GOAL: Format the material below as a numbered list, from the line with "the rear bumper" through the line with "left=0, top=581, right=1270, bottom=949", leaving out any blank lines.

RECORD LIST:
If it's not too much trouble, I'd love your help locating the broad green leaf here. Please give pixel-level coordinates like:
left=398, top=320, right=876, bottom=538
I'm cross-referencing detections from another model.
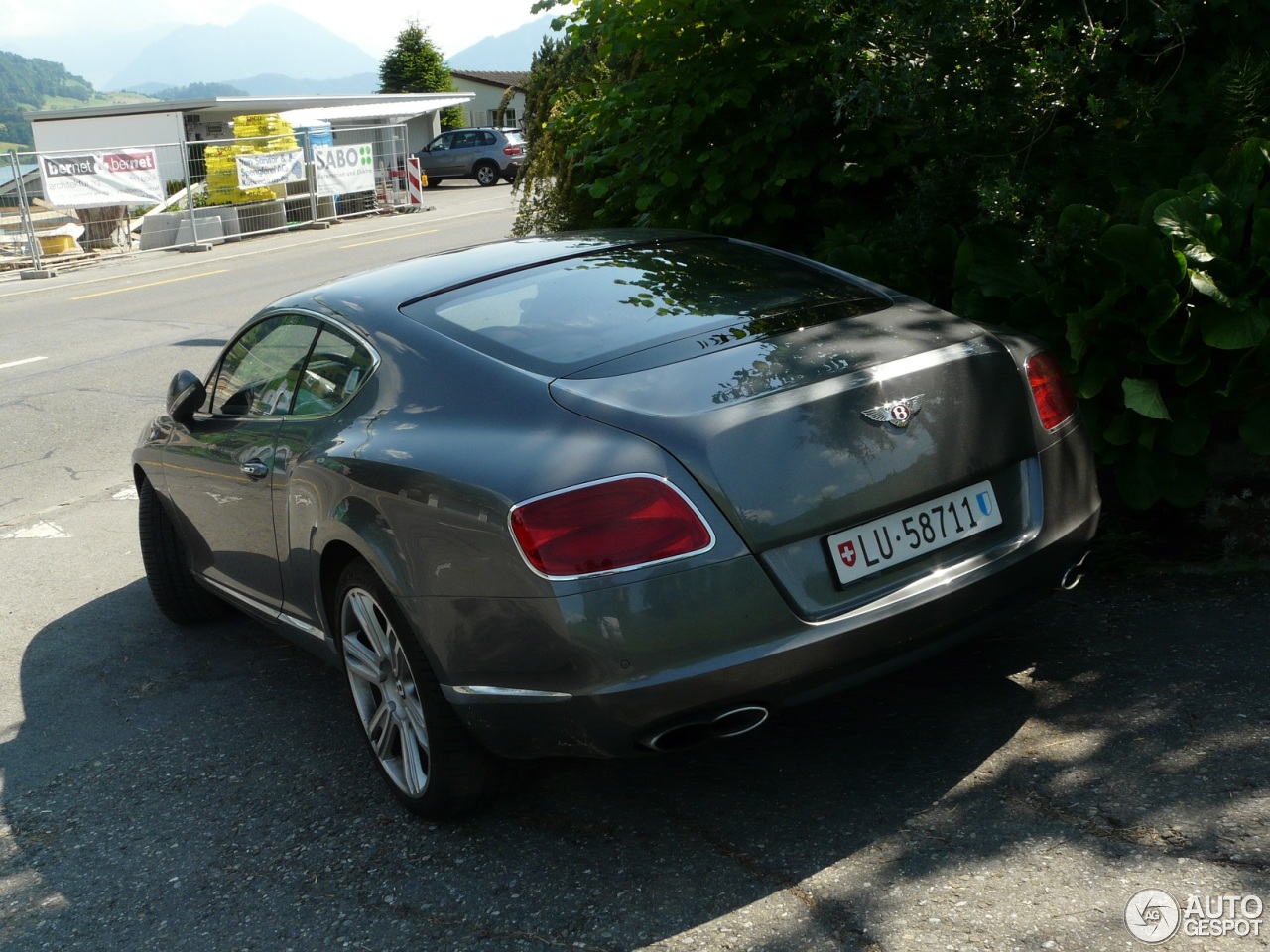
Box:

--

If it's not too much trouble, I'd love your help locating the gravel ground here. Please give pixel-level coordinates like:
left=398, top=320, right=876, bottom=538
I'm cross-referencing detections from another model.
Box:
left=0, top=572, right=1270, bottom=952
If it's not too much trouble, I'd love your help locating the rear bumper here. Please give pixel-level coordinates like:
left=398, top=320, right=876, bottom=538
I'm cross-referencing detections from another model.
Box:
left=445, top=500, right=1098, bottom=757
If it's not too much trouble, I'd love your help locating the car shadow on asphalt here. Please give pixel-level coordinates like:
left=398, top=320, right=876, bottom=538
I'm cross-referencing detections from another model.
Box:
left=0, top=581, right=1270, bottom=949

* * *

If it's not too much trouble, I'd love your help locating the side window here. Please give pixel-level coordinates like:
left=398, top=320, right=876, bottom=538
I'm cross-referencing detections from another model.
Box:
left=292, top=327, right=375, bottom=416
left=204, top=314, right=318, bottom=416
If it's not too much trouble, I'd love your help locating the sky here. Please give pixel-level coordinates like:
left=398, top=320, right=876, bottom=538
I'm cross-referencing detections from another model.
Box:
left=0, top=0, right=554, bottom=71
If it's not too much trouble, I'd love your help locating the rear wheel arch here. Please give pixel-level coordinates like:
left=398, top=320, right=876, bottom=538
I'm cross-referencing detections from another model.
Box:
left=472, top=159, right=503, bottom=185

EXERCISE SOLUTION:
1. If it's not too much trouble, I'd love your help locating the rear bumper here. Please give pixel-level coordinates like:
2. left=398, top=320, right=876, bottom=538
3. I'm cross-referencing detections from another model.
4. Box:
5. left=445, top=500, right=1098, bottom=757
6. If it's not too much trouble, I'd love your help locating the car shadow on asphalt here. Please give pixel-level coordinates like:
7. left=398, top=320, right=876, bottom=538
8. I'm cross-referencing detections from another model.
9. Box:
10. left=0, top=581, right=1270, bottom=949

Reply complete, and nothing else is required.